Task statement: Reproduce the lines below without any changes, starting with the line with "Phrase: car headlight" and going on through the final line.

Extracted information:
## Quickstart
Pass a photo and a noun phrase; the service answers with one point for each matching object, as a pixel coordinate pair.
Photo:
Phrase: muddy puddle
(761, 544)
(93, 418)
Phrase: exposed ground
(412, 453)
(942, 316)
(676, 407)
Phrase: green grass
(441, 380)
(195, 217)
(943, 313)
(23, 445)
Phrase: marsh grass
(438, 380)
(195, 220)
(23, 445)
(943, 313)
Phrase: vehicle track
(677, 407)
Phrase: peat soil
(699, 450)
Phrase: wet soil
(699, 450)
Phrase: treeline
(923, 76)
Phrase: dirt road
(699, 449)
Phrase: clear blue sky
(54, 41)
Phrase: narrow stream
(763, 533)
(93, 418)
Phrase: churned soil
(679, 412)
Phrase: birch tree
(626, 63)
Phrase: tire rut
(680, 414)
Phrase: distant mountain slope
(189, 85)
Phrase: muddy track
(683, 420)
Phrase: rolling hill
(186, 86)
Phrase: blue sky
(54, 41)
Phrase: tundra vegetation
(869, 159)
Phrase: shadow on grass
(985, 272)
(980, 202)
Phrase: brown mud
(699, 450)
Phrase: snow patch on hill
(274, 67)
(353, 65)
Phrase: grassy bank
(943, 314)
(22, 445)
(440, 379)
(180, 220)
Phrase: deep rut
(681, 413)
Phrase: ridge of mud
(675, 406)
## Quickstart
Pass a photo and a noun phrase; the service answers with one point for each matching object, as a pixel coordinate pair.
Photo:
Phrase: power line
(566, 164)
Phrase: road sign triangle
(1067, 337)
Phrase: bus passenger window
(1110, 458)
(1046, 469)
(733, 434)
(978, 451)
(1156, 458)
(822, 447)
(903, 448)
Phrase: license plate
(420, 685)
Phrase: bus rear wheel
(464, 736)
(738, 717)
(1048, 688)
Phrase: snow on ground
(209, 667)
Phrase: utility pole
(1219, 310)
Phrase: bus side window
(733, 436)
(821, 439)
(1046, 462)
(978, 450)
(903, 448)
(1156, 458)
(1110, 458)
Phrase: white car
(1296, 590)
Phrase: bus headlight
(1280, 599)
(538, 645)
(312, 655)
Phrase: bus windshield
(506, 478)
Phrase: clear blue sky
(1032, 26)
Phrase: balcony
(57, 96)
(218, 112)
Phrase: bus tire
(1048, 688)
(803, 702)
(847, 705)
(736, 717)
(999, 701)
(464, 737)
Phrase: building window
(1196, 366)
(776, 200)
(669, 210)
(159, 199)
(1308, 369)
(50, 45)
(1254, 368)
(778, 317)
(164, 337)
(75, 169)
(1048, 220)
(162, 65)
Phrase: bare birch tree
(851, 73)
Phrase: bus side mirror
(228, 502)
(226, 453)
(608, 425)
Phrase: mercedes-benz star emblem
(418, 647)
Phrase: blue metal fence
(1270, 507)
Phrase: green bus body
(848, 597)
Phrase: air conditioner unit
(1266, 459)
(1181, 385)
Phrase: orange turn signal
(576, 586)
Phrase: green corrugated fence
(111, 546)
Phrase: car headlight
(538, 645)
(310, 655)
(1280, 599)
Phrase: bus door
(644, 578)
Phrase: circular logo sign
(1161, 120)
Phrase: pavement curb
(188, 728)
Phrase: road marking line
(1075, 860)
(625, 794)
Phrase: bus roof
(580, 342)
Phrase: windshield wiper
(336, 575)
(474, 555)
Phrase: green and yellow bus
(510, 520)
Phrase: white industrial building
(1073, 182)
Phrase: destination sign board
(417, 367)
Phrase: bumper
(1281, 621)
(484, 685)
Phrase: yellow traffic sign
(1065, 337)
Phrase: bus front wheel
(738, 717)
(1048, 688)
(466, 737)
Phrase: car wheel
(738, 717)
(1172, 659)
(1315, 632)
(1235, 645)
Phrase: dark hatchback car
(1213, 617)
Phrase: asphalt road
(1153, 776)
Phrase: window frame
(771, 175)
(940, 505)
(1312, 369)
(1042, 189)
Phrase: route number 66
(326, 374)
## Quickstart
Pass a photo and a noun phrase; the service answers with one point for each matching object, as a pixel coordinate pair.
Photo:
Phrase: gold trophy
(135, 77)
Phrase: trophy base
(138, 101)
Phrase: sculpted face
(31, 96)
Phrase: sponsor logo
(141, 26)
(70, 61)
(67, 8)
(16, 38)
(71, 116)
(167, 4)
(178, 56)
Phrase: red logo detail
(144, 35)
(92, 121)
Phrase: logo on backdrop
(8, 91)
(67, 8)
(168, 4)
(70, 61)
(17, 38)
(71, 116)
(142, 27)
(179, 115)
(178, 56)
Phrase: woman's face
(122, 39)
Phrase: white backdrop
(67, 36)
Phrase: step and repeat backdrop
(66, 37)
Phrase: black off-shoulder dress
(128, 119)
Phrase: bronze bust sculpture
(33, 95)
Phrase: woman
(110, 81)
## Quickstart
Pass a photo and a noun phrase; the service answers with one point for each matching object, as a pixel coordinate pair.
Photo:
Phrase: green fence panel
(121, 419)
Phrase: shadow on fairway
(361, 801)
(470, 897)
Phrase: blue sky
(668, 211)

Solution for this task:
Phrase: car headlight
(538, 645)
(310, 655)
(1280, 599)
Phrase: bus door
(644, 578)
Phrase: circular logo sign
(1161, 120)
Phrase: pavement curb
(188, 728)
Phrase: road marking line
(1075, 860)
(625, 794)
Phrase: bus roof
(580, 342)
Phrase: windshield wiper
(336, 575)
(474, 555)
Phrase: green and yellow bus
(510, 520)
Phrase: white industrial building
(1073, 182)
Phrase: destination sign board
(417, 367)
Phrase: bumper
(1281, 621)
(484, 685)
Phrase: yellow traffic sign
(1065, 337)
Phrase: bus front wheel
(738, 717)
(1048, 688)
(466, 737)
Phrase: car wheel
(738, 717)
(1172, 659)
(1315, 632)
(1235, 645)
Phrase: dark hatchback car
(1213, 617)
Phrase: asphalt road
(1153, 776)
Phrase: window frame
(771, 175)
(940, 505)
(1312, 369)
(1042, 189)
Phrase: route number 66
(326, 374)
## Quickstart
Pass a photo and a noun phrase; the service answers with one point for each matching object, as a pixel coordinate pair.
Photo:
Phrase: gold trophy
(135, 77)
Phrase: trophy base
(138, 101)
Phrase: sculpted face
(31, 96)
Phrase: sponsor logo
(141, 26)
(70, 61)
(67, 8)
(16, 38)
(71, 116)
(167, 4)
(178, 56)
Phrase: red logo detail
(144, 35)
(92, 121)
Phrase: logo on backdrop
(8, 91)
(67, 8)
(168, 4)
(70, 61)
(17, 38)
(71, 116)
(142, 27)
(179, 115)
(178, 56)
Phrase: woman's face
(122, 39)
Phrase: white backdrop
(67, 36)
Phrase: step and repeat backdrop
(66, 37)
Phrase: black off-shoulder dress
(128, 119)
Phrase: bronze bust sculpture
(33, 95)
Phrase: woman
(110, 81)
## Quickstart
Pass a photo and a noun phrase; the service answers with one point for each matching object, as a pixel coordinate pair.
Photo:
Phrase: green fence panel
(121, 419)
Phrase: shadow on fairway
(361, 801)
(470, 897)
Phrase: blue sky
(668, 211)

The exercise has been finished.